**Goal**
Lay out every line of the listing below as a Markdown table with the columns "No." and "Text", numbering the lines and skipping blank ones. Leave out the pictures.
**********
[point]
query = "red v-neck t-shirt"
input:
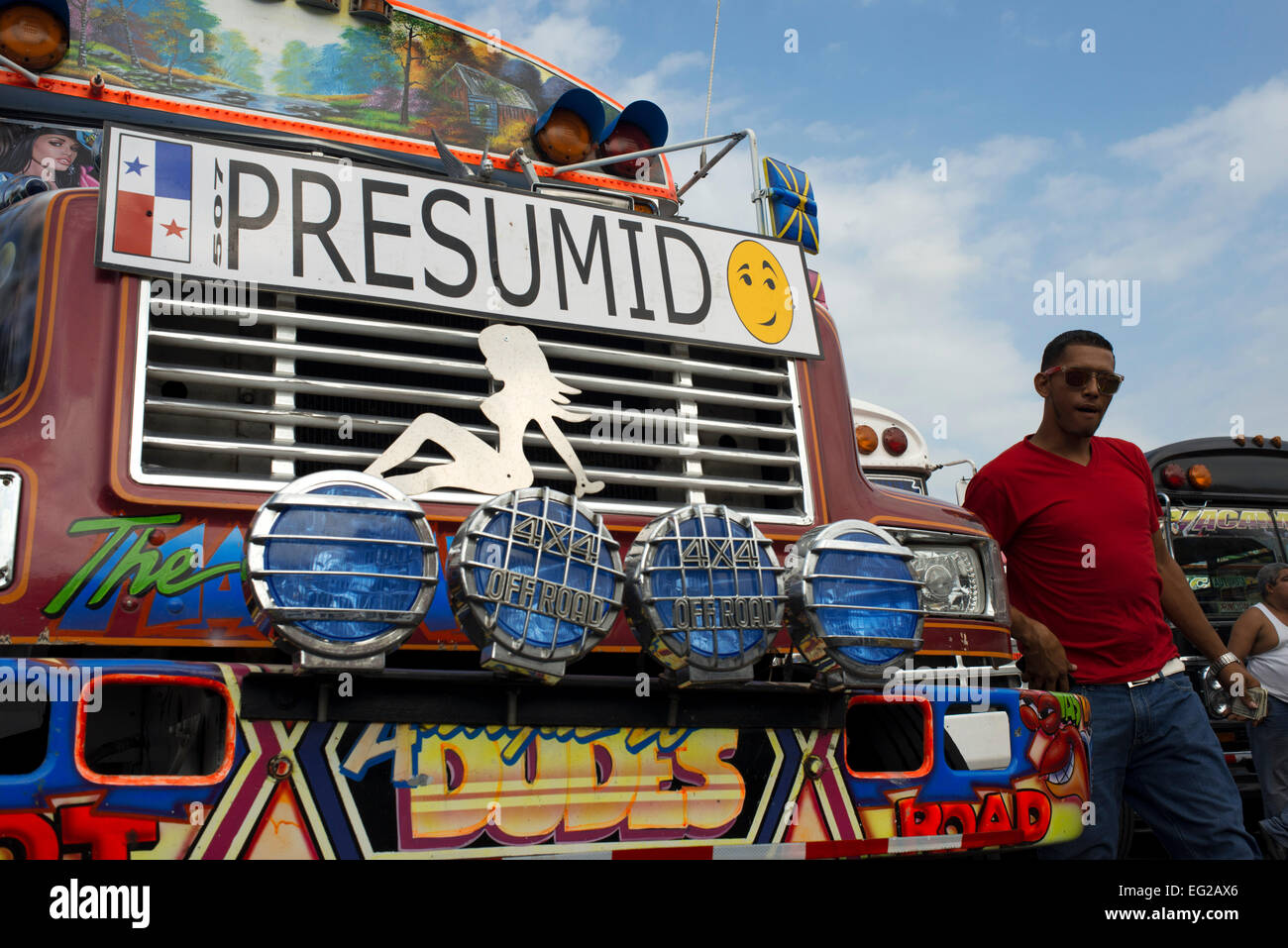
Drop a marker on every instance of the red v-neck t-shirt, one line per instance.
(1080, 553)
**********
**Exercise solution**
| No. | Text |
|---|---|
| 1 | [point] |
| 2 | query = "red v-neck t-shirt" |
| 3 | input: |
| 4 | Drop a marker on every instance of the red v-neck t-shirt, one line per instance. |
| 5 | (1080, 553) |